◆ **RECORDS PROVIDED**:
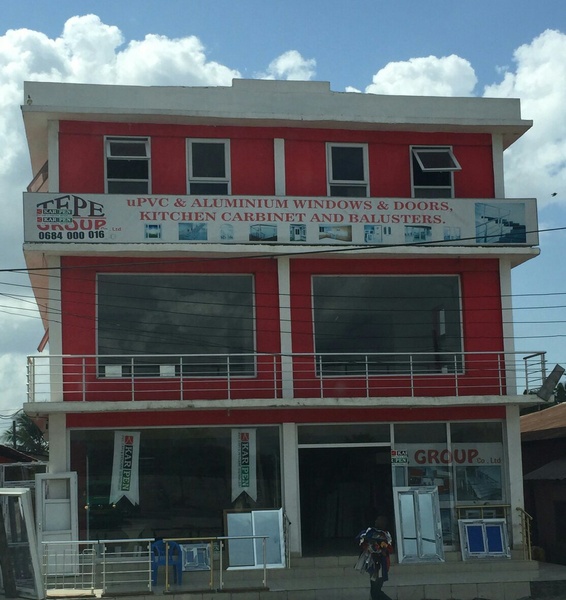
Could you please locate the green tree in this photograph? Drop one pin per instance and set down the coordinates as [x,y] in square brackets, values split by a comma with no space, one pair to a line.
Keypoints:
[26,436]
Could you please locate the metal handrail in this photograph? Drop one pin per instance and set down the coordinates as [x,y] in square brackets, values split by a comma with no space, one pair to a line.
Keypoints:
[264,375]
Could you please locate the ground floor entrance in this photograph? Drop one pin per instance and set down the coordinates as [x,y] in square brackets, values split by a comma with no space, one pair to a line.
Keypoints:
[343,490]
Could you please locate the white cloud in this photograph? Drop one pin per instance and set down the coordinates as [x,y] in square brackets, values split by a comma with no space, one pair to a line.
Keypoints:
[87,51]
[291,66]
[536,164]
[427,76]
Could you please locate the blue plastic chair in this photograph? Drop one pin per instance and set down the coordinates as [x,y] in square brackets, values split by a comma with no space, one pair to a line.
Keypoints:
[166,554]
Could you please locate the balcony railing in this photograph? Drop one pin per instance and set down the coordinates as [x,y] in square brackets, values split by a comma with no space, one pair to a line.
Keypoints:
[281,376]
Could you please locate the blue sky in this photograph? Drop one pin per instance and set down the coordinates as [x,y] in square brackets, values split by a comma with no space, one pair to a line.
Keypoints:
[507,48]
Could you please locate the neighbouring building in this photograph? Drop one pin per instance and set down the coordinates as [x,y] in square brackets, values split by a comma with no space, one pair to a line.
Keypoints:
[275,296]
[543,435]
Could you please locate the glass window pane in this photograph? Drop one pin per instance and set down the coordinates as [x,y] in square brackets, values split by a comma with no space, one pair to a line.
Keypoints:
[184,482]
[128,187]
[208,188]
[177,314]
[343,434]
[441,159]
[127,148]
[415,433]
[127,169]
[208,159]
[347,163]
[348,191]
[430,178]
[387,318]
[476,432]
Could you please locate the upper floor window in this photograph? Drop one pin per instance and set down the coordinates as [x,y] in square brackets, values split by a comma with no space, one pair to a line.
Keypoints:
[155,319]
[387,324]
[347,170]
[432,168]
[209,166]
[127,165]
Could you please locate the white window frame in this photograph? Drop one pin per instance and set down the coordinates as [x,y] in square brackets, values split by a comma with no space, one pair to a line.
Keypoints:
[331,182]
[108,157]
[211,180]
[419,154]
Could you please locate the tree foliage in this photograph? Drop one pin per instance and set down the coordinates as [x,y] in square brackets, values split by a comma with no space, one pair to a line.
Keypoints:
[28,436]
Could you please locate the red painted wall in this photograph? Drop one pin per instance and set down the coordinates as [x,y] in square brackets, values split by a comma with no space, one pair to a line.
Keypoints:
[252,163]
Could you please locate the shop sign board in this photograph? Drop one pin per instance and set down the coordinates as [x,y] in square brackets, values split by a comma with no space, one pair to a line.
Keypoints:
[125,467]
[124,219]
[244,463]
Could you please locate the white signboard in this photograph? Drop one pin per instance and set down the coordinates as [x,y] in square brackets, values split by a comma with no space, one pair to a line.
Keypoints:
[284,220]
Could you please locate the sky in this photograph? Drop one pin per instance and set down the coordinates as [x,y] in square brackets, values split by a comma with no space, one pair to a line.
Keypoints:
[480,48]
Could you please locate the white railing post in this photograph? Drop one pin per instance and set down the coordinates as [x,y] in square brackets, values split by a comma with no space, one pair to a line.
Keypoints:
[83,362]
[30,374]
[320,374]
[220,566]
[132,379]
[228,381]
[181,380]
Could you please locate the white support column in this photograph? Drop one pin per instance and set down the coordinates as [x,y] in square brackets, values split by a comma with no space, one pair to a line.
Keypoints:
[498,171]
[515,473]
[53,153]
[512,366]
[285,327]
[291,498]
[55,334]
[279,159]
[59,461]
[284,281]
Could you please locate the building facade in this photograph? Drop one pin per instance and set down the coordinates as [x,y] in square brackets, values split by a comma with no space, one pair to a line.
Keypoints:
[276,296]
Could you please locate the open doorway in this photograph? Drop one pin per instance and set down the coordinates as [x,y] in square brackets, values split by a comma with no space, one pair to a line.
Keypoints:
[343,490]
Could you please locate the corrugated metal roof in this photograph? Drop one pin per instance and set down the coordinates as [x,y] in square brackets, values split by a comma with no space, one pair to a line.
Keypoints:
[545,424]
[555,469]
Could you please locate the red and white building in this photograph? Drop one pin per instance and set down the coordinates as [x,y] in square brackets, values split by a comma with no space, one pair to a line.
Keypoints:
[272,295]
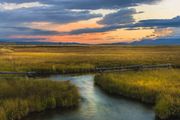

◆ **EXERCISE**: Output, exactly, all the records above; include no pictures.

◆ **REPLY TO THE TASK**:
Could you please locate the green tree in this photograph? Drop one pin per instance and set down the coordinates as [x,y] in square brackets, values split by a comma with no space, one pair to a line.
Keypoints:
[26,436]
Could you please locate the metal handrail in this photograph? Drop one pin per instance and set down the coordinates as [x,y] in square brackets, values split by a comma with no space, one pair to a line.
Keypoints:
[264,375]
Could you please locate the ground floor entrance in this photograph? Drop one pin per instance and set down the coordinates as [x,y] in square brackets, values split by a comma with no space, one pair to a line.
Keypoints:
[343,490]
Could you please locate the white cloud in this photograph? Drop one pin per instance and set down the coordinates as [x,y] in square brackets, values split by a comma with no space, one pair to a line.
Keypoints:
[87,51]
[291,66]
[536,164]
[427,76]
Could you please locate the blue plastic chair in this photograph? Drop one pin per instance and set down the coordinates as [x,y] in square brackets, values split by a comma with no space, one pair to a line.
Keypoints:
[166,554]
Could you please locate the balcony railing in this photograph? Drop one pin per instance and set down the coordinates as [x,y] in square brackets, values split by a comma with no space, one pair to a line.
Keypoints:
[281,376]
Could you please locate the blue sky in this photograph? Drop one pin per instance and set down the coordinates as [x,y] in square brackets, values split by a comma with no space, one pair to a line.
Keypoints:
[507,48]
Could you please locate the neighbouring building in this photograph? Drop one pin per instance and set down the coordinates as [x,y] in square brackets, values split by a comma with no space, one pair to a line.
Keypoints:
[275,296]
[543,435]
Could you please locate the glass window pane in this photograph? Drop one pin per instance and set down the coordinates as [x,y] in square brackets, values split by a comma with no space, one pair to a line.
Keypoints:
[184,482]
[128,187]
[208,188]
[177,314]
[343,434]
[441,159]
[127,148]
[415,433]
[127,169]
[208,159]
[347,163]
[348,191]
[430,178]
[387,318]
[476,432]
Could you please locate the upper floor window in this photograph? Drop one pin per instance and set down the coordinates as [x,y] in square brackets, values split by a comma with no space, one pair to a line.
Keypoints:
[155,319]
[387,324]
[347,170]
[432,168]
[209,166]
[127,165]
Could you please locate the white window frame in this photograph? Drop one pin per instance and set down the coordinates as [x,y] in square brackets, values split by a comma with no space, one pair to a line.
Keypoints:
[331,182]
[108,157]
[211,180]
[419,154]
Could you please locate the tree foliage in this photograph? Drop one pin per instance and set down the coordinates as [x,y] in square brackets, values split by a comma with no space, one pair to a line.
Keypoints:
[28,436]
Could you please locate the red painted wall in this photograph? Drop one pin per instance and set down the coordinates as [x,y] in square brackets, values split by a comma with no space, one pair to a line.
Keypoints:
[252,163]
Could you please locate the shop sign board in this photograph? Drop one pin per instance and set down the coordinates as [x,y] in square brackets, values split by a comma with no space, one pair to a line.
Keypoints:
[125,467]
[124,219]
[244,463]
Could you please locate the white signboard in this photograph? Drop one pin per instance and set down the coordinates as [x,y] in square brackets, values split by a comma with no space, one pair to a line.
Keypoints:
[284,220]
Could you please locate the sky in this photograph? Drop one pin per instance and set down the coordinates as [x,y] in square brackets, values split by a comma with no space, one pair to a line.
Keypoints:
[480,48]
Could you please locate the white railing post in this photograph? Drop one pin per instance and set down the coordinates as [x,y] in square brackets, values split by a comma with no space, one pair to a line.
Keypoints:
[83,362]
[30,374]
[320,374]
[220,566]
[132,379]
[228,381]
[181,380]
Could you please locate the white support column in this photograph? Drop one pin per instance and set down the coordinates as [x,y] in square brackets, values split by a comma with no space, one pair to a line.
Keypoints:
[498,171]
[515,473]
[53,153]
[512,366]
[285,327]
[291,498]
[55,334]
[279,159]
[59,461]
[284,281]
Could you please locate the building facade in this photograph? Drop one pin per instance and set down the coordinates as [x,y] in square brackets, values split by a comma with no space, one pair to a line.
Keypoints:
[276,296]
Could you please locate the open doorway in this photograph? Drop one pin per instance and set down the coordinates as [x,y] in square brackets, values split by a comma with no space, one pair to a line.
Keypoints:
[343,490]
Could you please locate the corrugated metal roof in this photograph? Drop one pin per instance and set down the coordinates as [x,y] in square brackets, values split by a comma with no space, one pair to a line.
Keypoints:
[545,424]
[555,469]
Could you please locate the red and white building in this photograph? Drop one pin per instance and set down the coordinates as [x,y] in square brackets, values split by a comma with no space, one pair to a line.
Keypoints:
[272,295]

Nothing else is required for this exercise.